It was in 1988, at the Harvard University Graduate School of Education Principal Center that writing was presented as conduit to professional and personal growth. But there was the candid proviso that it would not be easy and require some practice. What seemed to be a simple recommendation would become a life-long companion. The session was called, “Writing as a Tool for Personal and Professional Development.”
It was encouraging that the Principal Center did not just ask us to think about it, but they also asked us to journal, and journal, and journal. Each of the sessions were always followed by time dedicated to writing. Journaling – free-writing was not only encouraged, but required.
Quality time was provided to share our writings with others and write about what we had heard, leading to more writing. Day after day, writing – morning, noon and night. I remember being in the Gutman Conference Center with hundreds of colleagues writing in total silence. Some of us would pause, then continue writing, pause, and continue writing. Even after a working lunch exploring ideas about education, we wrote and shared and wrote.

- [What is expected]
Can you update the passage on journaling at the Principal Center, beginning at the words "Quality time was" and stopping after "shared and wrote.", with "silence" changed to "concentration"?

- [Data]

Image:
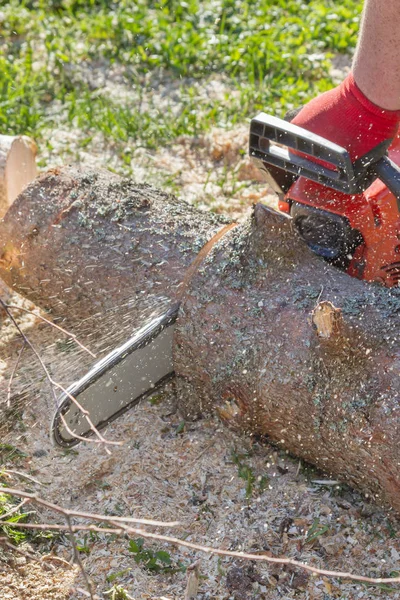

- [Answer box]
Quality time was provided to share our writings with others and write about what we had heard, leading to more writing. Day after day, writing – morning, noon and night. I remember being in the Gutman Conference Center with hundreds of colleagues writing in total concentration. Some of us would pause, then continue writing, pause, and continue writing. Even after a working lunch exploring ideas about education, we wrote and shared and wrote.